── Given data

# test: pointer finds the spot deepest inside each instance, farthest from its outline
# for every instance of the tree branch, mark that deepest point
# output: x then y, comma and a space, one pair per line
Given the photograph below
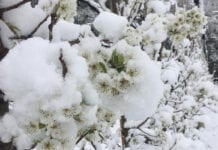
33, 32
2, 10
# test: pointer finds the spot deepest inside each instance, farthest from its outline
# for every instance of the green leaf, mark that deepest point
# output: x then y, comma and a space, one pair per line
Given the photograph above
41, 125
200, 125
117, 61
103, 67
13, 28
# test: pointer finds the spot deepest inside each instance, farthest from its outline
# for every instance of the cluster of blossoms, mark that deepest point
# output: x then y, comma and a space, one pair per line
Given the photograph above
186, 24
64, 9
121, 73
150, 34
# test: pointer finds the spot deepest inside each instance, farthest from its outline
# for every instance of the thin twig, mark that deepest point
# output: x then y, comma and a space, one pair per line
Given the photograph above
124, 132
33, 32
2, 10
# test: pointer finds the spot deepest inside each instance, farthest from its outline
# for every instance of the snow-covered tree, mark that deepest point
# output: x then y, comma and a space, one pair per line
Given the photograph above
134, 78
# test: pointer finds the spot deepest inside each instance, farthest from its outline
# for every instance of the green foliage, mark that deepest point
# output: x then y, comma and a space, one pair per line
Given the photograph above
102, 67
200, 125
41, 125
117, 61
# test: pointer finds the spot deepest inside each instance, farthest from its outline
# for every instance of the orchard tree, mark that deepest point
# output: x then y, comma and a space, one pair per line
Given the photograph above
134, 78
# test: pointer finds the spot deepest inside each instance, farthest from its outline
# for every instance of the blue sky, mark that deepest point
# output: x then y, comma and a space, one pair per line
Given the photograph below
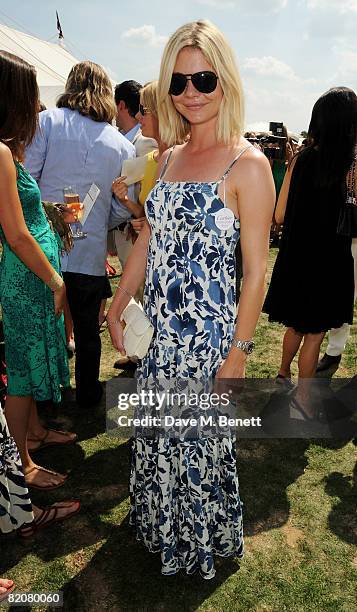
288, 51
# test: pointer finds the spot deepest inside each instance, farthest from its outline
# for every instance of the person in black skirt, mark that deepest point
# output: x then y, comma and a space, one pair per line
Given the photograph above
312, 284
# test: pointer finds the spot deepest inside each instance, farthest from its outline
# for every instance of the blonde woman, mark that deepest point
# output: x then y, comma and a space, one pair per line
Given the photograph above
77, 146
211, 189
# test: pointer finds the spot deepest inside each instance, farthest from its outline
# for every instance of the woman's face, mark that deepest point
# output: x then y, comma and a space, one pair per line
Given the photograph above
195, 106
148, 122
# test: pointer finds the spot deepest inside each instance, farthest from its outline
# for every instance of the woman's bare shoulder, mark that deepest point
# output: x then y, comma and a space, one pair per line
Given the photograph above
5, 153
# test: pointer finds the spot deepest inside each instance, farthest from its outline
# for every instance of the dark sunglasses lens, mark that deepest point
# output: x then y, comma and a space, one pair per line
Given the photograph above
205, 82
178, 84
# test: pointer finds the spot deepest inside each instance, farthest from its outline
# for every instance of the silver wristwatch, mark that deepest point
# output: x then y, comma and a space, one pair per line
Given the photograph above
247, 346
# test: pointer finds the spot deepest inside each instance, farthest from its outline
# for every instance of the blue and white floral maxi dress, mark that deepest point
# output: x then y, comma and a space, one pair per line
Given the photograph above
184, 493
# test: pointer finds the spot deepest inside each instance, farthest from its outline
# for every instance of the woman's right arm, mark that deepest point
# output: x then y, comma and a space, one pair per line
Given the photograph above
16, 232
132, 277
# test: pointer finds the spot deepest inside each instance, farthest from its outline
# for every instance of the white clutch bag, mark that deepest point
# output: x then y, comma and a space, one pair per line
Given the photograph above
138, 331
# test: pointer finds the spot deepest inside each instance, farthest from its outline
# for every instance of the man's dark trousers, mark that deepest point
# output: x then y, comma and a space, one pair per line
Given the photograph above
84, 294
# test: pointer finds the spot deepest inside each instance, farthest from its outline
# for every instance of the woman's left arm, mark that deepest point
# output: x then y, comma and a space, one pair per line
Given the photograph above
256, 199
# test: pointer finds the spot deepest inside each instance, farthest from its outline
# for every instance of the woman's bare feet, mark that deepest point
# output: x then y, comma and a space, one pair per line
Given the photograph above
44, 517
38, 477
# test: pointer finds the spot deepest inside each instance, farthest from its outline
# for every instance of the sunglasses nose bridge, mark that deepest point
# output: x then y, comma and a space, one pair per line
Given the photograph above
190, 88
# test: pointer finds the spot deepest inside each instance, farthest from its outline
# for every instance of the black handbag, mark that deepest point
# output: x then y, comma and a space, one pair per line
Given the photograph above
347, 221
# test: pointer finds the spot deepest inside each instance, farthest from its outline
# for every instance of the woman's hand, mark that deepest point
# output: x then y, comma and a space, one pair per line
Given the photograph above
59, 297
138, 224
120, 189
233, 366
116, 335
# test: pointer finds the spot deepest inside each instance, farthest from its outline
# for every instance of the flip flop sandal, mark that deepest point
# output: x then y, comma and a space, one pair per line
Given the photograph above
10, 589
103, 325
44, 444
49, 487
47, 517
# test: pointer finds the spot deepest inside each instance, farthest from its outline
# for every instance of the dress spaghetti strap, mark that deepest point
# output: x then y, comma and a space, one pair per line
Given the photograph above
164, 167
224, 176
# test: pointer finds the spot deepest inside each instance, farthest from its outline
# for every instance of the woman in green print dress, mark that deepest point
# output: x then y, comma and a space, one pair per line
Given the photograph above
31, 290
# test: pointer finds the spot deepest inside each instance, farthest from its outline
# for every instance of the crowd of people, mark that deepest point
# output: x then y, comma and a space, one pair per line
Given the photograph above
207, 196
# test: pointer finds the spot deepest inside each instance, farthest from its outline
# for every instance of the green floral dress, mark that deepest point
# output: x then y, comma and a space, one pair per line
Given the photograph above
35, 344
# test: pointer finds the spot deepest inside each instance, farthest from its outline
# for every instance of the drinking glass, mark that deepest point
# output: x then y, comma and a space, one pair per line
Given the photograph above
72, 201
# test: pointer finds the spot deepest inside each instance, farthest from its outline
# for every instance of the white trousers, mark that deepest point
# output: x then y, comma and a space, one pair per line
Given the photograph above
339, 336
123, 246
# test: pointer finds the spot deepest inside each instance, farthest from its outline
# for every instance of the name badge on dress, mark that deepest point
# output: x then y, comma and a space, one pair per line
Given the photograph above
224, 218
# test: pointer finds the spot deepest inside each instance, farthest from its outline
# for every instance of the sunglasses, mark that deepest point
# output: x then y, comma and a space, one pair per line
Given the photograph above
204, 82
143, 110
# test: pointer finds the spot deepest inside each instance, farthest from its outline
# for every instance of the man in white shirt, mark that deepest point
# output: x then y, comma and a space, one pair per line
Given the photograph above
127, 99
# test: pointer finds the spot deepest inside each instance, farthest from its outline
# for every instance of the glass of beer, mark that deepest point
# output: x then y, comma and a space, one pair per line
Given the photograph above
72, 201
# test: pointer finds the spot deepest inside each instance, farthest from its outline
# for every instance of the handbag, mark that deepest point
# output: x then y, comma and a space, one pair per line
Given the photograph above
138, 331
347, 221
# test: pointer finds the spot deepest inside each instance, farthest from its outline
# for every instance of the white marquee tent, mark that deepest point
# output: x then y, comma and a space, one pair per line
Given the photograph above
51, 60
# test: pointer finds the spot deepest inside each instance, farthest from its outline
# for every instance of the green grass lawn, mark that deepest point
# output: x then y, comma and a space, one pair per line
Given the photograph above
299, 514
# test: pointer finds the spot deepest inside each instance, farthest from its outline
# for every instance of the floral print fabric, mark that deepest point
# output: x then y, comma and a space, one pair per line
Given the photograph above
35, 344
185, 496
15, 504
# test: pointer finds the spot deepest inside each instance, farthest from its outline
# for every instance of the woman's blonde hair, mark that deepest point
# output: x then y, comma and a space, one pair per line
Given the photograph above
89, 91
148, 96
202, 35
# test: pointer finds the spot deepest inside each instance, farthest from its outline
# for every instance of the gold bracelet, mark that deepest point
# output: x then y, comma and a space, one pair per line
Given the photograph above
56, 282
125, 291
112, 322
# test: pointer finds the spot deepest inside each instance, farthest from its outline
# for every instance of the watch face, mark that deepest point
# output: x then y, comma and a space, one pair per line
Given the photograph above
250, 347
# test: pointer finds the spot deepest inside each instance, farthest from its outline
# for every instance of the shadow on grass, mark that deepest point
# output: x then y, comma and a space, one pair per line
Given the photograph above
126, 576
342, 519
100, 482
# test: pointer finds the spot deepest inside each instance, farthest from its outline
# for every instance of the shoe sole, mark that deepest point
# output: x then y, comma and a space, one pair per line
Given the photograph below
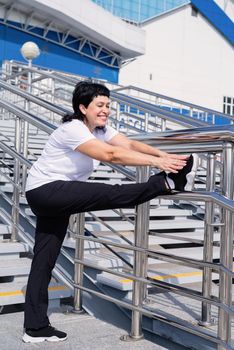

────

_The request_
Return every line in the records above that contains the word "green".

_Correct output_
# for every instance of the green leaf, mark that deepest point
# for every instance of the green foliage, mark that deepest point
# for every instance of the woman in green print dress, mark that deepest point
# for every instance of the green floral dress, mark that deepest point
# for every instance of the green grass lawn, mark that deepest point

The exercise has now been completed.